→ DIRECTION:
Reproduce the data verbatim, from the line with "Mark every instance of the rear side" up to and including the line with "<point>703,481</point>".

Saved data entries
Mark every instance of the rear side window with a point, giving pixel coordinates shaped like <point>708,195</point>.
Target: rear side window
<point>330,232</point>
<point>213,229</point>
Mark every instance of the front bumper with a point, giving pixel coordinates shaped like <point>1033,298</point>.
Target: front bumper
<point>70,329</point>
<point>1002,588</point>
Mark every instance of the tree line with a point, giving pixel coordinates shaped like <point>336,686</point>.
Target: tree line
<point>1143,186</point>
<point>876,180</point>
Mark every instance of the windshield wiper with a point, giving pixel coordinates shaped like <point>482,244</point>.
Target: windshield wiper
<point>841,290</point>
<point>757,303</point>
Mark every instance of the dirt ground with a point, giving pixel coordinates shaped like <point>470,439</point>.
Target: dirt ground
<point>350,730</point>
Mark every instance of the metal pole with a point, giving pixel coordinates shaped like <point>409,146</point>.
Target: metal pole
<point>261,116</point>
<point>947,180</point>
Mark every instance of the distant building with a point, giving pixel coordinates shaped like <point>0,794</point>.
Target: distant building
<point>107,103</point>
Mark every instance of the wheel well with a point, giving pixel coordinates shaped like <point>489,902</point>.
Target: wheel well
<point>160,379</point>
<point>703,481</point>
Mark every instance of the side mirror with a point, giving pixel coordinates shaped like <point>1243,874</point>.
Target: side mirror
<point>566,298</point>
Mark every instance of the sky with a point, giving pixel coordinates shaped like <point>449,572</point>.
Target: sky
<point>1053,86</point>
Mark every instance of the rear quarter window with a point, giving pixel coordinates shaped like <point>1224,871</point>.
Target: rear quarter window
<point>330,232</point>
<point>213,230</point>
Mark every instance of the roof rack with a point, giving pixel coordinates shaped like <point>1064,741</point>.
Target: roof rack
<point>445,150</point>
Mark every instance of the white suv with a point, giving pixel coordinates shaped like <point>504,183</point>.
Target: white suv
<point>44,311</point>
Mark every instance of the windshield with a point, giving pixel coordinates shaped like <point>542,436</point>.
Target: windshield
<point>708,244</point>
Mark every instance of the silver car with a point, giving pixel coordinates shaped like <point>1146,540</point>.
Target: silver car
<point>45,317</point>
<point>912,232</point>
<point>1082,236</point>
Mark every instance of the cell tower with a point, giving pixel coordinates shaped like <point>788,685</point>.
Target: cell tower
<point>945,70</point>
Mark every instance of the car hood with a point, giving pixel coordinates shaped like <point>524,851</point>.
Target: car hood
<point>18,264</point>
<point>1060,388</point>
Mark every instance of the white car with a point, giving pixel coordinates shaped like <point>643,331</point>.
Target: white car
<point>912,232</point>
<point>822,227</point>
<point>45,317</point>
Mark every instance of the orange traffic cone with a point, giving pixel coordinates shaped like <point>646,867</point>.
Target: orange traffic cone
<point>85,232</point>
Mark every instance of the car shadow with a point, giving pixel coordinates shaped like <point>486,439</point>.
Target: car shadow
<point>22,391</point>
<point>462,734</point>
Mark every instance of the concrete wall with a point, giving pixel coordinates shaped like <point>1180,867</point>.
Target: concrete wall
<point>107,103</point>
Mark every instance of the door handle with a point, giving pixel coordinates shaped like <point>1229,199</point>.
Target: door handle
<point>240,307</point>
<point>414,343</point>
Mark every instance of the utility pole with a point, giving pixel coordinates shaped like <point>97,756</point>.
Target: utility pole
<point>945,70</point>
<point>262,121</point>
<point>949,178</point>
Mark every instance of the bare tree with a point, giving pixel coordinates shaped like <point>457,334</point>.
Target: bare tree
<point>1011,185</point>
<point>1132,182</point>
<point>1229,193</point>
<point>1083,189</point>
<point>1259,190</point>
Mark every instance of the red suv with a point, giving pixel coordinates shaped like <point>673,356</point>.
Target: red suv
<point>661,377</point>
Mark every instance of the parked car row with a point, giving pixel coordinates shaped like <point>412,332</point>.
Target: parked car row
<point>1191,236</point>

...

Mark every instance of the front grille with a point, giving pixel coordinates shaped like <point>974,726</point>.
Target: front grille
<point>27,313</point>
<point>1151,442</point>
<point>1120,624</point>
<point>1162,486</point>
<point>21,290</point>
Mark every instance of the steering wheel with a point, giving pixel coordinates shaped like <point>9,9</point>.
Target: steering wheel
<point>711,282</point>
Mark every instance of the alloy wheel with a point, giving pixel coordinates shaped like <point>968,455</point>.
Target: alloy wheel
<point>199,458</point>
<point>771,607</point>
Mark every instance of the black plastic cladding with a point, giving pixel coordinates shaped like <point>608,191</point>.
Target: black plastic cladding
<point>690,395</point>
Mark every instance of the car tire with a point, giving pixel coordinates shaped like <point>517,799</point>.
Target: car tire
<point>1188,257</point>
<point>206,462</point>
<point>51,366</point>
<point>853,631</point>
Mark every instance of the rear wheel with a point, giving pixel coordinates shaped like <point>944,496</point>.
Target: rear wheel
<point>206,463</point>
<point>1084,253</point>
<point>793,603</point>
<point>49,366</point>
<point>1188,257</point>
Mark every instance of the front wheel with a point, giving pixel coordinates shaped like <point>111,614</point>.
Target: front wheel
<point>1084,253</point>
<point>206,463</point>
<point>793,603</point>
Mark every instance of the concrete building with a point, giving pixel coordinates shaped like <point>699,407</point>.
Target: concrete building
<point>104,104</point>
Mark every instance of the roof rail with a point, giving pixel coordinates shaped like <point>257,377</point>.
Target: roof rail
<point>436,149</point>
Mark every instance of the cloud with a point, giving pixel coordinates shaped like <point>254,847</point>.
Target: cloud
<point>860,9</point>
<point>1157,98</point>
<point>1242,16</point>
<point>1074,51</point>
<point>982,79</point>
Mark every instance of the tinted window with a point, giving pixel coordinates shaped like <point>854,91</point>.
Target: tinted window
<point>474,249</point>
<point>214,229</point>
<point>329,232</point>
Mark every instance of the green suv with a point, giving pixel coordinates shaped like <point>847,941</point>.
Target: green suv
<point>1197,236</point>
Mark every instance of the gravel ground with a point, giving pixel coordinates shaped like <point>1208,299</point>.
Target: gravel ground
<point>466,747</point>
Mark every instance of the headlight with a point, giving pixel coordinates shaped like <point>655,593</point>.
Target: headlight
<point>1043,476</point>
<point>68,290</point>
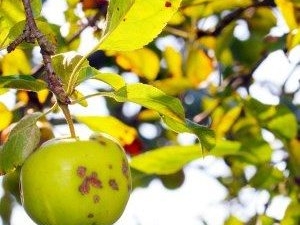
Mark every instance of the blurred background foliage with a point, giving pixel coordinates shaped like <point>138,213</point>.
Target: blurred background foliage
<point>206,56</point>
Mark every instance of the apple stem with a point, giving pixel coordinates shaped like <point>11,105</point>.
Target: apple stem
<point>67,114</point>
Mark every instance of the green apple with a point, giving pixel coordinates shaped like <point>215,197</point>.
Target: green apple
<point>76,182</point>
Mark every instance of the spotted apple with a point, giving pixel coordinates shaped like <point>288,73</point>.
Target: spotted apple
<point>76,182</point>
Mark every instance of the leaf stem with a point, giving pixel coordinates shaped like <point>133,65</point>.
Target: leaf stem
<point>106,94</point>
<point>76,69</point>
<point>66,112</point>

* * *

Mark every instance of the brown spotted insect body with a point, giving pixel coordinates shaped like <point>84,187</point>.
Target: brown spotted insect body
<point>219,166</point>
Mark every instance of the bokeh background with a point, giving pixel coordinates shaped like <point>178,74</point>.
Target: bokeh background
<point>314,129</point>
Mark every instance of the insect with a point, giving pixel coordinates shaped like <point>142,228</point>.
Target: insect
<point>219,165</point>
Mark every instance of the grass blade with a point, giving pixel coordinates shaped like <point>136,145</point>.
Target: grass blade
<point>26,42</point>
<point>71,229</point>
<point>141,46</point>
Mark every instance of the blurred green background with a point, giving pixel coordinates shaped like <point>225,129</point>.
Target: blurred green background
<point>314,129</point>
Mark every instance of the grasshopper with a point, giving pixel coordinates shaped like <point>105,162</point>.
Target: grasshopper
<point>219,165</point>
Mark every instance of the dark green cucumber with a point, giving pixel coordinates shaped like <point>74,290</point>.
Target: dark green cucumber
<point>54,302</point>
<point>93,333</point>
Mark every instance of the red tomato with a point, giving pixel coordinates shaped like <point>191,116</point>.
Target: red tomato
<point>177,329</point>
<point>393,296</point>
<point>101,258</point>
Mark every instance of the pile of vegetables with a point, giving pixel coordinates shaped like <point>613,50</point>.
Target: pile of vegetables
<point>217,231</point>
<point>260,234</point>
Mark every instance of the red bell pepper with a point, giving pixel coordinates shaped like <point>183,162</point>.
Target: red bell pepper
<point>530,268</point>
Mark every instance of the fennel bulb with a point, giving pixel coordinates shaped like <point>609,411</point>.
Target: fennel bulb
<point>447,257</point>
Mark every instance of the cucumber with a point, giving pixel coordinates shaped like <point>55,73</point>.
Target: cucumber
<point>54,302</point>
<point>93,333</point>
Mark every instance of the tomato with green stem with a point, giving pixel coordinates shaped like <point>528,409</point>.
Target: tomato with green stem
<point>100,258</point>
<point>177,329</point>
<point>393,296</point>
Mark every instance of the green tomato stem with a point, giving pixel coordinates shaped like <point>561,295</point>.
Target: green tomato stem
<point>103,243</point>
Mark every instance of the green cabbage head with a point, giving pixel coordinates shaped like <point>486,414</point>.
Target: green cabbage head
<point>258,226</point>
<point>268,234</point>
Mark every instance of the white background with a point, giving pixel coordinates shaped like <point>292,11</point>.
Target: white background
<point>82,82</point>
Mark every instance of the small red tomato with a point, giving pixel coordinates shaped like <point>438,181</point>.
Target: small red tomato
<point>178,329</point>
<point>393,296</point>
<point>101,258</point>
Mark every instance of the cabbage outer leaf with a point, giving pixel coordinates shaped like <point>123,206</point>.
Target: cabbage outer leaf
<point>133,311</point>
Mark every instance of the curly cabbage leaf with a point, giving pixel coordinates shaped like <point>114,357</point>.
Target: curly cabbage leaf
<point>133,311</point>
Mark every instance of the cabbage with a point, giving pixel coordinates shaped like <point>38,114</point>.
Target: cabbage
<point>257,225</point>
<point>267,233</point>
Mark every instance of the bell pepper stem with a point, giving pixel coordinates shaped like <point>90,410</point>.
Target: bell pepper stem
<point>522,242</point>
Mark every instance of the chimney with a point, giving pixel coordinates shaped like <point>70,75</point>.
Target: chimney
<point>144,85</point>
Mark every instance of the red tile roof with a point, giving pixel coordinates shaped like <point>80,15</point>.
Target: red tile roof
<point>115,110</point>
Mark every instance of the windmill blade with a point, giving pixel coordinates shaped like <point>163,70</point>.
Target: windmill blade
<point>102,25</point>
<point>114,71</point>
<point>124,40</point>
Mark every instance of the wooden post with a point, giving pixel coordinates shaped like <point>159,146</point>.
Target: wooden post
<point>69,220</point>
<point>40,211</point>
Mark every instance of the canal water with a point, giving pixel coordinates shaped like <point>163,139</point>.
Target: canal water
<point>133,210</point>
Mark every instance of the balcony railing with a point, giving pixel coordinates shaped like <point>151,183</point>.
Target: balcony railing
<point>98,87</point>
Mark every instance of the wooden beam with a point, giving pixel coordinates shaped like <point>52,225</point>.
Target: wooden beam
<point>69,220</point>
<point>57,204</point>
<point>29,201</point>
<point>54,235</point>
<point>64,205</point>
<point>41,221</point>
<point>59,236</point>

→ RESPONSE FOR THIS EXERCISE:
Mark every instance of the rear side window with a point, giving pixel coordinates shaped like <point>708,195</point>.
Target: rear side window
<point>330,232</point>
<point>213,229</point>
Mark every instance of the front bumper with a point, giving pixel coordinates shaped like <point>1033,298</point>.
Target: front bumper
<point>70,329</point>
<point>1002,588</point>
Mark every instance of the tree line with a point, giving pixel coordinates shaped like <point>336,686</point>.
Target: tree line
<point>1143,186</point>
<point>876,180</point>
Mark every instance of the windshield wiper with a point, giving pixel coordinates shaped like <point>482,244</point>.
Target: windshield wiper
<point>841,290</point>
<point>757,303</point>
Mark every instance of the dirt ground with a point, giving pixel coordinates shaped like <point>470,439</point>.
Target: dirt ground
<point>350,730</point>
Mark every instance of the metal pole with a point, giving pixel coordinates shaped like <point>409,146</point>.
Target: metal pole
<point>261,116</point>
<point>947,180</point>
Mark every instance of the distant building with a point, giving pixel coordinates shaped like <point>0,794</point>.
Target: distant building
<point>107,103</point>
Mark every instance of the wheel well with a point, giving pixel coordinates shaped like <point>489,902</point>.
Target: wheel well
<point>160,379</point>
<point>703,481</point>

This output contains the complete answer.